We recently connected with Sarah Banks and have shared our conversation below.
Sarah, thanks for taking the time to share your stories with us today What’s something crazy on unexpected that’s happened to you or your business
Eleven Years Later
June 4, 2026
Eleven years ago, my life changed forever.
I didn’t know it at the time, but that accident would divide my life into two distinct chapters: before and after.
Before the pain.
Before the trauma had a name.
Before my body became a battlefield.
Before I learned what it truly meant to survive.
The doctors told me that if I had been five pounds heavier, I likely would not have made it. Somehow, I did. Barely. But I did.
What followed was a journey I never could have imagined. There were surgeries, a month-long hospital stay, medications, rehabilitation, and countless moments of uncertainty. I woke up in a body that no longer felt like home. I experienced the vulnerability of needing help with basic tasks—eating, bathing, walking—things most people take for granted until they’re taken away.
I spent birthdays in bed and holidays wearing hospital wristbands. I learned what it felt like to scream into pillows and cry in silence. I learned how lonely it can feel to suffer, even when surrounded by people who care about you.
In the years that followed, I faced challenges far beyond the physical injuries. I navigated autoimmune disease, chronic pain, CPTSD, OCD, dissociation, and symptoms that often felt impossible to explain. Yet one of the most difficult parts of the journey wasn’t surviving the accident itself.
It was becoming invisible.
Living with chronic illness and trauma taught me that someone can appear perfectly healthy while carrying unimaginable pain. People continued to see the version of me they remembered—the straight-A student, the perfectionist, the girl with big dreams, the future doctor. While I understood why, it often left me feeling deeply misunderstood.
The reality was that my life had changed. My body had changed. My capacity had changed.
I was grieving losses most people couldn’t see.
There were no casts, no crutches, and no obvious signs that my nervous system was operating in survival mode. There was no visible evidence of the exhaustion, chronic pain, autoimmune flares, CPTSD episodes, OCD spirals, or the immense effort it took simply to make it through an ordinary day.
The wounds weren’t on the outside.
They were inside.
And because they were invisible, I often felt unseen.
There is a unique loneliness that comes from being judged by a version of yourself that no longer exists. From being measured against expectations your body can no longer consistently meet. From wanting desperately to explain that you aren’t lazy, unmotivated, or giving up—you are simply fighting battles that no one else can see.
For years, I carried shame around that reality. I felt like I had failed the person I was supposed to become.
Healing eventually taught me something different.
My worth was never tied to my productivity. My value was never determined by my achievements. And the life I built after the accident is no less meaningful than the one I imagined before it.
In many ways, it is far more authentic.
Over the years, I also learned how essential connection truly is. Healing rarely happens in isolation. Some of the greatest growth occurs when we are surrounded by people who genuinely see us—people who listen, understand, and stay.
Not only through the successful chapters.
Not only through the easy chapters.
But through the broken chapters, the healing chapters, the messy chapters, and the beautiful chapters alike.
This year reminded me that being witnessed matters. Being understood matters. Being loved while you’re growing can change everything.

-- Exercise requirements --
Transcribe the passage of the essay that opens with the words containing "I spent birthdays" and closes with "feeling deeply misunderstood.". Rely on nothing but the essay above.

-- Data listing --
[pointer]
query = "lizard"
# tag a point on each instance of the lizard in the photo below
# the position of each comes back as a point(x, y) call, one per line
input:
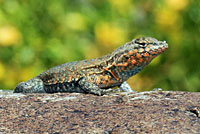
point(97, 76)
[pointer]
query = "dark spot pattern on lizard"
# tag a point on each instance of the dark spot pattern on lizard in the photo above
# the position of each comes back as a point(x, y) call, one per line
point(96, 76)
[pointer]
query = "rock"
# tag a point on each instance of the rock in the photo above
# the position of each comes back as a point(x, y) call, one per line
point(123, 113)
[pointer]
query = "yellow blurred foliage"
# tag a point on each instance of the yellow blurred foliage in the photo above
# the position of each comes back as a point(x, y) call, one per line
point(9, 35)
point(108, 34)
point(121, 5)
point(2, 71)
point(167, 18)
point(75, 21)
point(177, 4)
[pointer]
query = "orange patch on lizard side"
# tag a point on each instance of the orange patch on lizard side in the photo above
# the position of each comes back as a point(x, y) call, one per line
point(130, 52)
point(133, 61)
point(138, 56)
point(140, 60)
point(146, 54)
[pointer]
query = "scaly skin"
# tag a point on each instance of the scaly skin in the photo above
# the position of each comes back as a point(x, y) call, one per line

-- Response area --
I spent birthdays in bed and holidays wearing hospital wristbands. I learned what it felt like to scream into pillows and cry in silence. I learned how lonely it can feel to suffer, even when surrounded by people who care about you.
In the years that followed, I faced challenges far beyond the physical injuries. I navigated autoimmune disease, chronic pain, CPTSD, OCD, dissociation, and symptoms that often felt impossible to explain. Yet one of the most difficult parts of the journey wasn’t surviving the accident itself.
It was becoming invisible.
Living with chronic illness and trauma taught me that someone can appear perfectly healthy while carrying unimaginable pain. People continued to see the version of me they remembered—the straight-A student, the perfectionist, the girl with big dreams, the future doctor. While I understood why, it often left me feeling deeply misunderstood.